Problems to solve >>
(a) Render into French the following sentence from the text on solubility and Le Chatelier's principle: "Le Chatelier's principle states that a system at equilibrium will try to neutralize the effects of change."
(b) In the text on solubility and Le Chatelier's principle, what reason is given for PbCl2 dissolving more than Cu2OH?

Document extract >>
PbCl2 will dissolve more than Cu2OH because it has a greater Ksp value. PbCl2 being added to a solution of NaOH will dissolve more than being added to a solution of KCl because the extra Cl- in the solution will push the dissolution reaction backwards (recall the common ion effect).

CRB In the previous card, the common ion effect prevented some of the PbCl2 from dissolving. Removing Cl- from the solution would increase the solubility of PbCl2, pushing the reaction to the right, in accordance with which of the following?

(A) Hund's rule

(B) Le Chatelier's principle

(C) Huckel's rule

(D) Dalton's law

(B) Le Chatelier's principle

Le Chatelier's principle states that a system at equilibrium will try to neutralize the effects of change. Therefore, the initial removing Cl- would make more Cl- dissolve to mitigate the effects of the initial removing.

CRB Suppose that a partially soluble salt dissolving is exothermic. According to Le Chatelier's principle, which of the following would happen if the mixture was heated?

Information provided >>
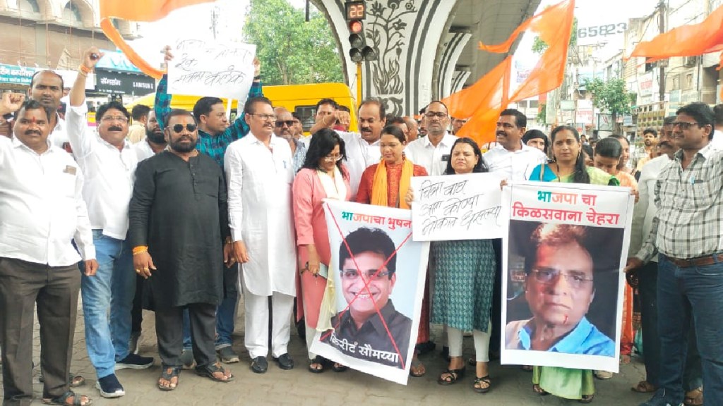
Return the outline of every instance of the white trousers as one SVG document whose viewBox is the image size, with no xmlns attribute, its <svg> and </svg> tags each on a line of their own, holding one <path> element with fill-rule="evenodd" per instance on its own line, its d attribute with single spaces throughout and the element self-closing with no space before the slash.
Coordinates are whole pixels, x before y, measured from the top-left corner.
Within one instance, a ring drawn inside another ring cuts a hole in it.
<svg viewBox="0 0 723 406">
<path fill-rule="evenodd" d="M 269 352 L 269 297 L 254 295 L 246 288 L 245 284 L 241 285 L 246 309 L 244 344 L 252 359 L 266 357 Z M 278 358 L 288 352 L 294 296 L 274 292 L 271 295 L 271 353 Z"/>
<path fill-rule="evenodd" d="M 472 331 L 472 338 L 474 340 L 474 358 L 478 362 L 489 360 L 489 333 L 492 332 L 492 324 L 487 325 L 487 332 L 479 330 Z M 462 330 L 447 326 L 447 337 L 449 340 L 450 356 L 462 356 Z"/>
</svg>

Answers to the problems >>
(a) Le principe de Le Chatelier énonce qu'un système à l'équilibre essaiera de neutraliser les effets d'un changement.

(b) PbCl2 has a greater Ksp value.